2

The Qin was one of seven (yes, seven) "warring states" in China several hundred years B.C. During its rise to power, it often followed a policy of "ally with the three far states against the three near states."

Has anyone won (or lost) a game of Diplomacy using such a strategy? Does it work better using some countries than others (e.g. England, allied with Turkey, Austria-Hungary, and Italy against France, Germany, and Russia)? Or are there any good articles on such a strategy?

2
  • 1
    Being on the team of 4 in a 4vs3 certainly sounds like a good plan.. Not sure it deserves its own name though!
    – Nick
    Commented May 15, 2013 at 9:50
  • 1
    @NIck: 4 vs. 3. That's why the Qin won with it. But it is a sophisticated, complicated strategy fraught with pitfalls. Which is why the Qin made a name for themselves when it worked for them. I believe that's how CHINA got its name.
    – Tom Au
    Commented May 15, 2013 at 12:13

3 Answers 3

6

I have a hard time seeing this being successful. The problem is that it doesn't mean much in the early game for England to be allied with Austria or Turkey. So effectively you'd be playing EI versus FG, while Austria and Turkey teamed up on Russia. The likely scenario is that the 2 v 2 battle doesn't go very far, and the 2 v 1 battle goes well, resulting in a stronger Austria and Turkey. At that point, Turkey pretty much has to attack Austria or Italy, and either way doesn't seem to bode well for England.

→ Data segment
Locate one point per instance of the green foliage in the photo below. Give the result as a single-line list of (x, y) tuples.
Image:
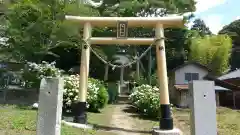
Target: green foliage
[(146, 99), (97, 95), (233, 30), (144, 80), (33, 73), (212, 51), (201, 27), (35, 27)]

→ Problem to work on
Rewrite the stretch of the Diplomacy discussion from "3 Answers 3" through "well for England.", putting "opening" wherever "early game" stands.

→ Task answer
3 Answers 3

6

I have a hard time seeing this being successful. The problem is that it doesn't mean much in the opening for England to be allied with Austria or Turkey. So effectively you'd be playing EI versus FG, while Austria and Turkey teamed up on Russia. The likely scenario is that the 2 v 2 battle doesn't go very far, and the 2 v 1 battle goes well, resulting in a stronger Austria and Turkey. At that point, Turkey pretty much has to attack Austria or Italy, and either way doesn't seem to bode well for England.